Task instructions →
The reply must return each line of the data exactly.

─── Given records ───

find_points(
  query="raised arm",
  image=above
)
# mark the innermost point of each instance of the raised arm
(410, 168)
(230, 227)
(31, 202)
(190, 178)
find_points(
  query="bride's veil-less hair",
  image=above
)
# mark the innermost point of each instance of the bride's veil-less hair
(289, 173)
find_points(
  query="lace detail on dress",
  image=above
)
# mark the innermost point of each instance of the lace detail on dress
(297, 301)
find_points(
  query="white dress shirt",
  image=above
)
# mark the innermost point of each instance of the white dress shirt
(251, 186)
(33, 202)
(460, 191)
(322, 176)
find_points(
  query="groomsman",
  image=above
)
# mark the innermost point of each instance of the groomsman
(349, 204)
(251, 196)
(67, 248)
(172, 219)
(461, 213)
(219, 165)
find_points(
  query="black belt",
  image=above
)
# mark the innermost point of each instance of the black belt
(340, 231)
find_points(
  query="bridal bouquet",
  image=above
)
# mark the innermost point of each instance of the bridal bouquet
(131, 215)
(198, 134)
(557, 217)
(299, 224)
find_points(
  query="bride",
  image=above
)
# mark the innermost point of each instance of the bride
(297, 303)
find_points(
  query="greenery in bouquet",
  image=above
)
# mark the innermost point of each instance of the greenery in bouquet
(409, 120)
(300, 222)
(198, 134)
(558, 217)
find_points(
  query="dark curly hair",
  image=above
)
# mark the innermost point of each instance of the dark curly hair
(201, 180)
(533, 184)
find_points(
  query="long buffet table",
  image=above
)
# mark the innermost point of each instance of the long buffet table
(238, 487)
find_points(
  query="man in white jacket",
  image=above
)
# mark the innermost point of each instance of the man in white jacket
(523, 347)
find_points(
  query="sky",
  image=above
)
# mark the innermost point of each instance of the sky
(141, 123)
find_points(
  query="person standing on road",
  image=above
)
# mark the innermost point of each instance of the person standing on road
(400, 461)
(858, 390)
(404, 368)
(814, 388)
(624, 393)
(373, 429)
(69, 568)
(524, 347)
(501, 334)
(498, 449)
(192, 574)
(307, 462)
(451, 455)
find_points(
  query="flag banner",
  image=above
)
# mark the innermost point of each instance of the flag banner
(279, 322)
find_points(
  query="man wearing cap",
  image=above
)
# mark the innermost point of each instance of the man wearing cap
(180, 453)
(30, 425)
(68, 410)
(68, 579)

───

Solution to the exercise →
find_points(
  query="raised arm",
  image=above
)
# mark the innermost point of each instance of the raised arm
(410, 168)
(230, 227)
(31, 202)
(190, 178)
find_points(
  query="bride's veil-less hair",
  image=above
)
# mark the innermost point of each instance of the bride's veil-less hair
(289, 173)
find_points(
  query="lace detail on dress",
  image=above
)
# mark the innermost point of each instance of the lace detail on dress
(297, 301)
find_points(
  query="white dress shirt",
  image=above
)
# mark the innermost point of each instance of the white dress shirt
(251, 186)
(33, 202)
(460, 191)
(322, 176)
find_points(
  query="groomsman",
  image=above
)
# mark the innermost point of each instance of the groomsman
(349, 204)
(251, 196)
(67, 248)
(172, 219)
(461, 213)
(219, 165)
find_points(
  query="black belt",
  image=above
)
# mark the innermost point of each instance of the black belt
(340, 231)
find_points(
  query="bridal bouquet",
  image=above
)
# mark the innermost point of each instance of the bridal bouquet
(131, 215)
(198, 134)
(557, 217)
(299, 224)
find_points(
  query="bride",
  image=above
)
# mark the innermost point of each instance of the bride
(297, 303)
find_points(
  query="greenery in bouquet",
  image=above
)
# mark the innermost point of each instance of the greenery in bouquet
(409, 120)
(300, 222)
(198, 134)
(558, 217)
find_points(
  query="dark curly hair",
  image=above
)
# mark the innermost point of each instance of the dark curly hair
(201, 180)
(533, 184)
find_points(
  query="long buffet table",
  image=above
)
# mark the innermost point of each instance of the long buffet table
(238, 487)
find_points(
  query="man in white jacket",
  image=above
)
# mark the innermost point of each instance of the man in white jacket
(523, 347)
find_points(
  query="sky",
  image=above
)
# mark the innermost point of each instance of the sky
(141, 123)
find_points(
  query="person standing on road",
  image=above
)
# mark the innermost point of each instance of the person standing on road
(400, 461)
(858, 390)
(404, 368)
(814, 388)
(624, 393)
(373, 429)
(69, 568)
(524, 347)
(501, 334)
(498, 449)
(192, 574)
(307, 462)
(451, 455)
find_points(
  query="flag banner",
  image=above
)
# mark the innermost point of each instance of the flag banner
(279, 322)
find_points(
  query="man wearing cap",
  image=above
)
# mark the innermost point of each instance of the man wearing cap
(180, 453)
(30, 425)
(68, 410)
(68, 579)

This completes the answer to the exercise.